PROBLEM STATEMENT:
Repeat verbatim the lines of the data below, beginning with the line containing "Your task is to find each old" and continuing to the end.

◆ ◆ ◆ ◆ ◆

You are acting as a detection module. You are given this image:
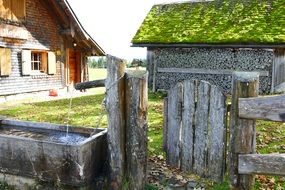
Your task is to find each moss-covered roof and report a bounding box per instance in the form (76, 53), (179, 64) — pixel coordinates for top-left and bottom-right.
(132, 0), (285, 46)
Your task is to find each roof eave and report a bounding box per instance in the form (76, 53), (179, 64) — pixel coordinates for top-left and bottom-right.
(131, 43), (285, 49)
(62, 0), (105, 56)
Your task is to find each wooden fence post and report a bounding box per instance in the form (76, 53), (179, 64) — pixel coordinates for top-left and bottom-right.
(229, 72), (259, 190)
(125, 70), (148, 190)
(163, 97), (168, 152)
(105, 55), (126, 190)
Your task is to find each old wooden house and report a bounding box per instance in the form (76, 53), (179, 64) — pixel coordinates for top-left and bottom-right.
(0, 0), (104, 96)
(132, 0), (285, 93)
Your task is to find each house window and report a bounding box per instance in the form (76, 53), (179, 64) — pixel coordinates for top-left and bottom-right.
(31, 52), (42, 71)
(22, 50), (56, 76)
(0, 0), (26, 22)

◆ ◆ ◆ ◆ ◆

RESULT FOR THIS EXERCISE:
Your task is to find each old wooden house and report a bounding box per instance in the form (76, 53), (179, 64) — pixel coordinates for top-left and bottom-right.
(0, 0), (104, 96)
(132, 0), (285, 93)
Your task is to find each house window and report a bounding box per instance in the form (76, 53), (179, 64) — pixel coordinates for top-left and bottom-right.
(31, 52), (42, 71)
(22, 50), (56, 76)
(0, 0), (26, 22)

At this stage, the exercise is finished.